[Recorded data]
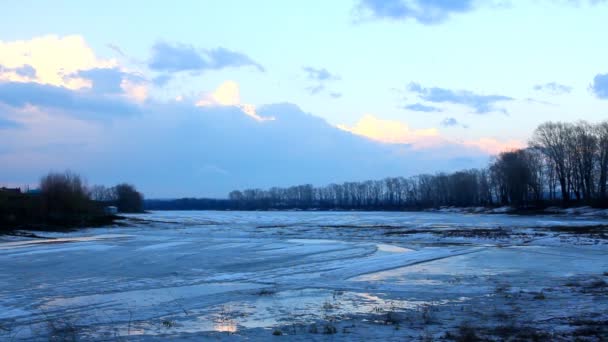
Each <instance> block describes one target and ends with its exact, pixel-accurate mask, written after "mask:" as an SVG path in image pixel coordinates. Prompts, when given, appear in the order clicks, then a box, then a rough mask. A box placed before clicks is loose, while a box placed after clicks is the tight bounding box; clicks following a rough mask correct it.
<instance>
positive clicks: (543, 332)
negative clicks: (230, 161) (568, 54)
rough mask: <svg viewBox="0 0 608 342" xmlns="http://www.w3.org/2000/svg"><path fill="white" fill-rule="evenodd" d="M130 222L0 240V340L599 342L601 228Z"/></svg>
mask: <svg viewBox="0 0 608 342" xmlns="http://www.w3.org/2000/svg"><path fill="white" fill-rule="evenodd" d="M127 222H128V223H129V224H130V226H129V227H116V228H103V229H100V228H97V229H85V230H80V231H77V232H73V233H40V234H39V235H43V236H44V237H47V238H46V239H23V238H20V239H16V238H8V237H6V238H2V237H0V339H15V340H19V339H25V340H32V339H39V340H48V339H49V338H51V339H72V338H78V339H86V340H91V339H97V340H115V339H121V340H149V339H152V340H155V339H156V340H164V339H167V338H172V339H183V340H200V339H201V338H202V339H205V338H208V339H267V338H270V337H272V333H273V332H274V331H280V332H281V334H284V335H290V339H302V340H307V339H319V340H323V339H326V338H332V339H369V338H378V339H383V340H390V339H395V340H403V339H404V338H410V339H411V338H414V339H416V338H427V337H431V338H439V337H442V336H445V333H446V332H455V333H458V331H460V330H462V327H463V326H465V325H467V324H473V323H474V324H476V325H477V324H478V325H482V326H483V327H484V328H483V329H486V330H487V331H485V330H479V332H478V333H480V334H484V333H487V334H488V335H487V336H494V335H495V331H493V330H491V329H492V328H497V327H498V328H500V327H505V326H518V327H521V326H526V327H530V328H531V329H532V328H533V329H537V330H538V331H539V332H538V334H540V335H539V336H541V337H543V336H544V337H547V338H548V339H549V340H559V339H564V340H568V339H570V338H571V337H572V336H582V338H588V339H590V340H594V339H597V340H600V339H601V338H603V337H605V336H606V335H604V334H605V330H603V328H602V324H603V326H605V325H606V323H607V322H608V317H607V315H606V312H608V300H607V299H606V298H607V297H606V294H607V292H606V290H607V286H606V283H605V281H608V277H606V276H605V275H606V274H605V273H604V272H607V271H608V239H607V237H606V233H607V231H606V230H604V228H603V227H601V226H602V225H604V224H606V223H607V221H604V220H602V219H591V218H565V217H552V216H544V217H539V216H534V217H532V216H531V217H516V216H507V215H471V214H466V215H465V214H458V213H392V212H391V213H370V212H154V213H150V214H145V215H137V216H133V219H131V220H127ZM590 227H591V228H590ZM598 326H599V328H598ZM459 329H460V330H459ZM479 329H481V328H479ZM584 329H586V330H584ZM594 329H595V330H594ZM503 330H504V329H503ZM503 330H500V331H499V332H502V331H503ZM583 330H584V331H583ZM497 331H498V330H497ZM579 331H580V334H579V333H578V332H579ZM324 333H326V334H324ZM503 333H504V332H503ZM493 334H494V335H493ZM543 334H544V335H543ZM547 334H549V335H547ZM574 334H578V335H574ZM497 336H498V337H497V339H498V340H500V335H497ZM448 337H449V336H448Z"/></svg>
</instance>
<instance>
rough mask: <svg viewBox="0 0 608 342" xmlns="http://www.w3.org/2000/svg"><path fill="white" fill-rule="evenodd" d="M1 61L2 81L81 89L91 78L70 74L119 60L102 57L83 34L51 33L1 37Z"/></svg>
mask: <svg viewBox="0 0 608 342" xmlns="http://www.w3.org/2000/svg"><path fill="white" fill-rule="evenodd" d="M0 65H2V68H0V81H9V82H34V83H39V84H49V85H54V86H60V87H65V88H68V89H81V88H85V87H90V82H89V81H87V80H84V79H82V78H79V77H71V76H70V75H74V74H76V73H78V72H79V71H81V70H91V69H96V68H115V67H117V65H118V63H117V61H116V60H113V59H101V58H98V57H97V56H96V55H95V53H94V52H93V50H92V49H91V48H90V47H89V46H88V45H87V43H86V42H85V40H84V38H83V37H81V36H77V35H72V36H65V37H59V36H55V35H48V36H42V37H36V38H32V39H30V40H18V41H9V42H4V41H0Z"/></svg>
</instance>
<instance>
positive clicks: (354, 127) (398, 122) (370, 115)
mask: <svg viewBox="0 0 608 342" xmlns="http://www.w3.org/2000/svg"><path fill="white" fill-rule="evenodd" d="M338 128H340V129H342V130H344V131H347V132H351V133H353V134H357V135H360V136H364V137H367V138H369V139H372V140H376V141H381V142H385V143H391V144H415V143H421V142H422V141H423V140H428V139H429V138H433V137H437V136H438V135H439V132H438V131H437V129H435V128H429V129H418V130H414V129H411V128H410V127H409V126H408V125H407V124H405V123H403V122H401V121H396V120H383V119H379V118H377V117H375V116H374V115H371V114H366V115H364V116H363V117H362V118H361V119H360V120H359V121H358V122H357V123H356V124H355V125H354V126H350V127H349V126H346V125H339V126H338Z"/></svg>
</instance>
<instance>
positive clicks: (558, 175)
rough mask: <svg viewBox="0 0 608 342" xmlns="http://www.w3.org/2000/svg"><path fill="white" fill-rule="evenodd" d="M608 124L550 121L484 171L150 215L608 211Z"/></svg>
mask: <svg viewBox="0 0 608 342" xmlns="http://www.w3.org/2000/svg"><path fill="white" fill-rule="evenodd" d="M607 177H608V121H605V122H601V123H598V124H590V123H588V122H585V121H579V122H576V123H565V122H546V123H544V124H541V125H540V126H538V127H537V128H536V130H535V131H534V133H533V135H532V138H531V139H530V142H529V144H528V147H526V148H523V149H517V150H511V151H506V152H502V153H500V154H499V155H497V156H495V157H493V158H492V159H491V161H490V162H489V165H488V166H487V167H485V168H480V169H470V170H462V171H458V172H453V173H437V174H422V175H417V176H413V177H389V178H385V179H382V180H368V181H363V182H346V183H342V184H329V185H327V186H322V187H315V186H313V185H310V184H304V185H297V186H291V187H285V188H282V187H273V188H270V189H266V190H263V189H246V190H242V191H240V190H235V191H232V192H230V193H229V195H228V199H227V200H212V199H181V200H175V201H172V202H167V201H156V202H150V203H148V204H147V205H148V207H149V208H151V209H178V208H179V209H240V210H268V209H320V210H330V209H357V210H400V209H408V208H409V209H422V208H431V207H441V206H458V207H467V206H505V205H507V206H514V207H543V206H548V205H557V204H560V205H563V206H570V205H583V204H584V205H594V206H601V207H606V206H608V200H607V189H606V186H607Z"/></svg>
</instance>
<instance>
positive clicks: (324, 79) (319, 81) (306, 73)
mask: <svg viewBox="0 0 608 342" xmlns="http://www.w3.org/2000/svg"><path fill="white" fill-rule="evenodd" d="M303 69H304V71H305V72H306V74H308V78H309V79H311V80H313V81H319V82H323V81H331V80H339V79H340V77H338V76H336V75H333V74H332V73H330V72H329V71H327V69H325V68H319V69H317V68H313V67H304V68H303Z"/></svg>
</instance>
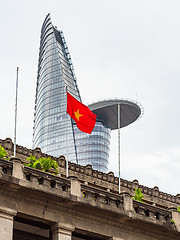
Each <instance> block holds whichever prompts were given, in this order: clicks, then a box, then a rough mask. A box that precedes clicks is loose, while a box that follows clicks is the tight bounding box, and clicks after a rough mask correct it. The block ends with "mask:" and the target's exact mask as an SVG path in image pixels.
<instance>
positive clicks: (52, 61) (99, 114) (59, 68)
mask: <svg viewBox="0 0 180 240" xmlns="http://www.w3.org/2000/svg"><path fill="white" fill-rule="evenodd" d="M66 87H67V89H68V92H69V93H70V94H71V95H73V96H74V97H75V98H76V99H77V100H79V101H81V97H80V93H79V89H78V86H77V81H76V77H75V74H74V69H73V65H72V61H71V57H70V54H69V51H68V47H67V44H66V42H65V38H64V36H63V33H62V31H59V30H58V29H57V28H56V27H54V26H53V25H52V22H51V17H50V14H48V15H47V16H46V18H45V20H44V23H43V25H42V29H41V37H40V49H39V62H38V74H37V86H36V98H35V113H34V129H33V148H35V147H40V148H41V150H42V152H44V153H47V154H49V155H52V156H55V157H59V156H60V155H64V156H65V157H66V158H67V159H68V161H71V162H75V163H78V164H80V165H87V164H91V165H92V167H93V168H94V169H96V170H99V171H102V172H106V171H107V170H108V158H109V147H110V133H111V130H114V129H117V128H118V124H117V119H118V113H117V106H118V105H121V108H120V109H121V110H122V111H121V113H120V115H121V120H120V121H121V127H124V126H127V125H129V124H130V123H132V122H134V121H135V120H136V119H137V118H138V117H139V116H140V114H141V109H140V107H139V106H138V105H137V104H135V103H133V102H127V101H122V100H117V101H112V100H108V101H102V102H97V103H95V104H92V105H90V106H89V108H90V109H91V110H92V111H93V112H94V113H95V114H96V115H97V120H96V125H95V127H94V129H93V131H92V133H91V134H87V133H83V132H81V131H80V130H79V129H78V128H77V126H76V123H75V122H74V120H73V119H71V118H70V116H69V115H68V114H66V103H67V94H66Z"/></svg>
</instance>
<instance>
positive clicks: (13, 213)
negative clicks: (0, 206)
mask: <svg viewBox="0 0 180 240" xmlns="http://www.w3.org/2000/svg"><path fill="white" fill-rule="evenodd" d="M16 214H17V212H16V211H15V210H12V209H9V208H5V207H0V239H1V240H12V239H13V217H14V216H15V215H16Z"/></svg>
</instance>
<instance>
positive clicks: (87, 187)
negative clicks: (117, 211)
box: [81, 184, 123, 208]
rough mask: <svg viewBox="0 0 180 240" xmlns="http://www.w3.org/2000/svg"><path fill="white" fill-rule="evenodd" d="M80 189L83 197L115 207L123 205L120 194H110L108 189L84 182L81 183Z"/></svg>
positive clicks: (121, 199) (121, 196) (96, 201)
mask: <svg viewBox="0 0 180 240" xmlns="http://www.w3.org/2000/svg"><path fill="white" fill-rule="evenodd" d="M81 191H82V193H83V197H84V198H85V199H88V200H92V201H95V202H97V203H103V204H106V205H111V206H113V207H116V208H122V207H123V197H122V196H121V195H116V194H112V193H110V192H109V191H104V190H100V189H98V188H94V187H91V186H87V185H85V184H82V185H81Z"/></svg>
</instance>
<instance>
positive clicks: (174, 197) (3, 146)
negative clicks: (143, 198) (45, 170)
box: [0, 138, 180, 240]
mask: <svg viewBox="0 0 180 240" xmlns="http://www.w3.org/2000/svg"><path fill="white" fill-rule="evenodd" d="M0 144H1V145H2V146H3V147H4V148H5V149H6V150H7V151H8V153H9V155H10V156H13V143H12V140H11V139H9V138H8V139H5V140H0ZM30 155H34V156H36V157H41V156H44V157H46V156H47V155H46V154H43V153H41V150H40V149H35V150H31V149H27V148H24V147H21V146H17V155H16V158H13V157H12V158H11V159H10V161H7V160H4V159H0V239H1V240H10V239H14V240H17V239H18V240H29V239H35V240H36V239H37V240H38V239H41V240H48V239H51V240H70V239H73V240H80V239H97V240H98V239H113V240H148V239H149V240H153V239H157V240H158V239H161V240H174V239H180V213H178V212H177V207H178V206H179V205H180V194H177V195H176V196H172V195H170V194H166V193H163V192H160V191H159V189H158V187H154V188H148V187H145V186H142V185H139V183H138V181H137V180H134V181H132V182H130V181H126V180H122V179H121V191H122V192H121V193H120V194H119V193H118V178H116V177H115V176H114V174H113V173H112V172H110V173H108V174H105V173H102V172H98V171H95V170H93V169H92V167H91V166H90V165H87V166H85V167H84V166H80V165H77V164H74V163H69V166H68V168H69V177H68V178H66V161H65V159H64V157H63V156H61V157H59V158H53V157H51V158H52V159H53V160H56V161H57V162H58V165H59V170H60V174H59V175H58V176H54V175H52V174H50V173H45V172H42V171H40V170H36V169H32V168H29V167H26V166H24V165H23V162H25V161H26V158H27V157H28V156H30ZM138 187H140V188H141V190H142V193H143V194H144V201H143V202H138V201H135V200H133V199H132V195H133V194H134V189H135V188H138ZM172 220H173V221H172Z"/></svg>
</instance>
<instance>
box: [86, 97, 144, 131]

> [EXERCISE]
Copy exactly what appears in the entries, beginning with the first line and ending with the line that has "negative clicks: (230, 161) (568, 54)", but not the pictures.

> [REPLY]
Each <instance> block describes one target and ends with its exact, pixel-accurate mask, written after "mask:" as an SVG path in image pixel coordinates. Prompts, when given, appear in the order clicks, then a box, then a rough mask. A box placed before clicks is loose, while a box placed after clicks is the tight bounding box; clicks following a rough mask correct it.
<instance>
positive clicks: (543, 332)
negative clicks: (230, 161) (568, 54)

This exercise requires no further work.